• **DATA FOR THIS EXERCISE**
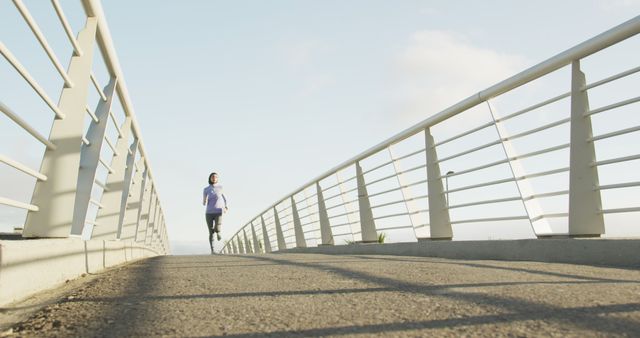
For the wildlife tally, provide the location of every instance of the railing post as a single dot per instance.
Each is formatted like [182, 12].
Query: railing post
[112, 199]
[297, 225]
[585, 203]
[439, 221]
[348, 207]
[256, 243]
[282, 245]
[325, 227]
[240, 245]
[541, 226]
[132, 205]
[143, 204]
[57, 195]
[367, 225]
[127, 185]
[150, 206]
[89, 159]
[410, 205]
[265, 236]
[247, 243]
[151, 226]
[233, 246]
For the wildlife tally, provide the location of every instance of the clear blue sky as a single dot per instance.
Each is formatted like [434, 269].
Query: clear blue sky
[272, 93]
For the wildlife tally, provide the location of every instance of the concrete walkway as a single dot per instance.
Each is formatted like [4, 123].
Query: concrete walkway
[320, 295]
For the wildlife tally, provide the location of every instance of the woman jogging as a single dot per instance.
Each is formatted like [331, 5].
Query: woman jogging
[216, 203]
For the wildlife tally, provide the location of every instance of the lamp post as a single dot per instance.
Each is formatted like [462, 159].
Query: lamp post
[446, 180]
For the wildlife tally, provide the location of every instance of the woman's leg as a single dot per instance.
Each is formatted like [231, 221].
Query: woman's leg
[210, 218]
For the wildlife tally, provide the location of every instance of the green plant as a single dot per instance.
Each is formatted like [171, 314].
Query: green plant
[381, 237]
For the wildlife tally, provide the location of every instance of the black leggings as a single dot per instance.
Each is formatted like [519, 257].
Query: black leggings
[213, 224]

• **PROBLEM DETAILS**
Scale the rows from the line holding "lamp post as a single dot per instance." through the end of the rows, both ends included, and write them out again with the requests. Multiply each point coordinate in the answers by 1.45 and round to whole numbers, rounding halves up. Leave the numbers in the requests and their format samples unchanged.

• **TASK RESPONSE**
For the wildlife tally, provide the location of every instance of the lamp post as a single dot per instance.
Each is formatted like [462, 159].
Query: lamp post
[647, 261]
For the wildlife tally, provide the location of every instance of the woman's leg as a single dot per instance.
Each is formatted like [231, 221].
Query: woman's leg
[305, 316]
For the wildlife tally, provide the location of every instance of the green plant as a single dot per instance.
Each is formatted like [171, 314].
Query: green plant
[552, 344]
For the wildlife tally, provide the location of every instance of the black leggings as a single dot per instance.
Each is formatted like [519, 257].
Query: black leggings
[309, 325]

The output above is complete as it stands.